_Written tasks_.
A. In the forum thread about ore flotation, what is pure gum turpentine said to be?
B. Write the next part of the forum thread about ore flotation and pine oil, picking up right after its final sentence.

_Document excerpt_.
## start
Good luck, :mrgreen: 

John


----------



## Harold_V (Jul 5, 2010)

Very nice post, John. Thanks for sharing your knowledge. 

Harold


----------



## Platdigger (Jul 5, 2010)

Yes, very nice! Thanks


----------



## Wyndham (Jul 5, 2010)

Yes That was a very good explanation and reasoned method of operation. I have all the parts, air compressor, buckets,screens etc. 
The idea of a cement mixer is a good one, I'll have to see what Harbor Freight has and maybe on sale.
Question on the pine oil, would something like Murfey's oil Soap also work or mineral oil. I'm trying to think who has pine oil(would furniture polish work??)
Thanks Wyndham


----------



## Palladium (Jul 5, 2010)

I'm not sure on this but i think i've heard of people using Pine Sol.


----------



## qst42know (Jul 5, 2010)

Here is one modern chemical used for flotation.

http://worldwideresin.itrademarket.com/1998351/depramin-frothing-agent.htm


----------



## aussco999 (Jul 7, 2010)

Harold and Platdigger:

Thank you both for your kind words. Learning something new is one of life’s rewards and sharing the knowledge (within reason) is part of the repayment. My expertise is in the exploration, exploitation and the extraction (that’s a lot of X’s), of valuable minerals/metals from ore. So I pay attention to the good information provided by the forum’s knowledgeable members on the refining of my hard earned gains. And yes, I bought Hokes’ book a long time ago.

Wyndham:

I can’t give you a good answer on the use of Murfey’s Oil Soap, as I’m not familiar with the product. There are several different oils that can be used, but everyone knows of or has pine oil around in the form of turpentine. It’s the same stuff used to thin oil base paints and clean paint brushes when you’re done. (But, not the paint thinner or mineral spirits stuff, as they are both petroleum distillates). Pure gum turpentine is 100% distilled oil extracted from the gum of living pine trees. Another benefit of using pine oil is, because it comes from live pine trees, it’s a tougher argument for the greenie tree-huggers (pun intended) to accuse you of contaminating their world.
## end
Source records
## start
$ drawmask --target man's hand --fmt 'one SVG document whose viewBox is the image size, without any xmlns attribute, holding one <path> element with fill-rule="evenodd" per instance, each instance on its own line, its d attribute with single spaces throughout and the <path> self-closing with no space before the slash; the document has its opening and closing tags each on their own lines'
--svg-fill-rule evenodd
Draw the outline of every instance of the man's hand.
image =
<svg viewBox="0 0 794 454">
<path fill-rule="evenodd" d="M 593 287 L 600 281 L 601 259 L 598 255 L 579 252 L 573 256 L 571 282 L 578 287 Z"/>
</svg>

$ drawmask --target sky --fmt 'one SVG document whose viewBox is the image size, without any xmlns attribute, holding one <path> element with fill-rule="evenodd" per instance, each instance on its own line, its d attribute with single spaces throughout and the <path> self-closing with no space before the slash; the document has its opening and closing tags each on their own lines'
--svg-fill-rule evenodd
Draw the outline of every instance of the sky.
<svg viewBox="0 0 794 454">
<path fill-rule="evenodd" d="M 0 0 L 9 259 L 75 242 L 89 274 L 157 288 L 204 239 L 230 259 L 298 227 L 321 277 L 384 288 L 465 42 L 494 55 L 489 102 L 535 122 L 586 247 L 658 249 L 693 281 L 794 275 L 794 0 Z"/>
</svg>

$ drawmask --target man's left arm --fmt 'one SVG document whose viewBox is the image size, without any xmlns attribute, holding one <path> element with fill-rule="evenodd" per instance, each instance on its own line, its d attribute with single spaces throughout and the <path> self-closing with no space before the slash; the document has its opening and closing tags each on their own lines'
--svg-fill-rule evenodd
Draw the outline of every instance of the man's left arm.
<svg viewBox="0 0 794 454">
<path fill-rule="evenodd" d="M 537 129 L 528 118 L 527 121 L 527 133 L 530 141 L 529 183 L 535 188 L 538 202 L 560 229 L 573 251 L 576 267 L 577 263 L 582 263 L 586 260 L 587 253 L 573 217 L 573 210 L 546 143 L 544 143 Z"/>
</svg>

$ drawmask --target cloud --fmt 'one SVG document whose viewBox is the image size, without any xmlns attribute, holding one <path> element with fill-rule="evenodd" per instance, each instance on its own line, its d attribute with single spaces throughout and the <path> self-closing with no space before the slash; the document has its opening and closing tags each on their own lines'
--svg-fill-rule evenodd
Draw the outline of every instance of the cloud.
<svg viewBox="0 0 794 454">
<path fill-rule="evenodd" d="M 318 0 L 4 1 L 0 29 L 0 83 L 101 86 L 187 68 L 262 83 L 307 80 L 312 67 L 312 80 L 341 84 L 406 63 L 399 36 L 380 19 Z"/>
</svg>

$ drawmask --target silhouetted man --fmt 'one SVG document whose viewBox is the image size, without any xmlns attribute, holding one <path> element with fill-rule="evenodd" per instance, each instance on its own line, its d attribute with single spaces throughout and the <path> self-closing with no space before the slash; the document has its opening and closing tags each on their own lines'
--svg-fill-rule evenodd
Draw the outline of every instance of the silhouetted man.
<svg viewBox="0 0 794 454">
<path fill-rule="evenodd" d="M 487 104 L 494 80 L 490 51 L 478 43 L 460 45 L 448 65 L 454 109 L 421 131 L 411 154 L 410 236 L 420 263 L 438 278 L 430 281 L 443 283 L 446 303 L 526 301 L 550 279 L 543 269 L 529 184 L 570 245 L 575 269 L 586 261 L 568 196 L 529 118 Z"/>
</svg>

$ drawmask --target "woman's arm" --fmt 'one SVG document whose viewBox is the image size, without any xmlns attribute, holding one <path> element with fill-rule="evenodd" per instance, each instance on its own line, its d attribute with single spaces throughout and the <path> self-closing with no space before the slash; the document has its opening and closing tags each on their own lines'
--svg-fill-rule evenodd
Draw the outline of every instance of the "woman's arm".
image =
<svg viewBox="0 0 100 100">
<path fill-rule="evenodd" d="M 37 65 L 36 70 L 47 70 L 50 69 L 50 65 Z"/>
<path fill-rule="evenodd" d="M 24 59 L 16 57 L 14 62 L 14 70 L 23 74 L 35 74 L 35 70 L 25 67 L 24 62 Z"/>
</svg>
## end
_Set of answers_.
A. It is 100% distilled oil extracted from the gum of living pine trees.

B.
Because it’s immiscible in water, you’ll need to high speed mix it first with water to create an emulsion, before adding the solids. In the emulsion, the microscopic oil suspended in the water will easily attach to the hydrophobic mineral particles, while amazingly not have much effect on most of the gangue material. This is were your homework starts with empirical testing to determine the right amount of oil to water ratio for a better recovery. I suggest you start with several small measured ore samples and test until you get the desired results. With the exception of a some of the silica mineral, most of the black and blond sands will sink to the bottom. Adding some form of air bubble (either impellers or compressed air) will speed up the flotation process. If your results aren’t good, there’re a couple other tricks I’ll pass along to you.

Palladium:

The house cleaner/polisher Pine Sol may work. I looked around the house to see if the wife had any handy so as to check on the ingredients. No luck. Instead, I walked past the frig, found the beer and that search is now over. A concern I always have with using household products is that most of them contain some form of additive/preservative chemical that may or may not effect the process. In this case, probably not, but a gallon of gum turpentine is still probably cheaper than a liter of Pine Sol.

Gst42know:

There was a company called American Cyanamid that was a world leader in the manufacturing of flotation chemicals, and I’ve bought several 55 gal. drums from them in the past, but I don’t know if they’re still in business here in the states. I recently heard you could still buy their products in Mexico, and I’ll check on that as our project there gets closer to coming on line. For the time being, and due to the time and expense of getting special chemical permits, we will stay with the environmentally friendly pine oil for our flotation needs.

Good luck to all, :mrgreen: 

John


----------



## qst42know (Jul 7, 2010)

I checked the MSDS of Depramin. One ingredient listed, sodium methyl cellulose and no controlled substances. It's Cellulose gum. It should be a main ingredient in many soaps. It is used in food processing, eye drops, and a whole bunch of other stuff. I don't know how it compares performance wise to turpentine but it mixes easily with water and you would be far less likely to raise any eyebrows dumping it down a sewer or in your front yard for that matter.

You can get it pure and in bulk. Keep in mind I didn't price shop this.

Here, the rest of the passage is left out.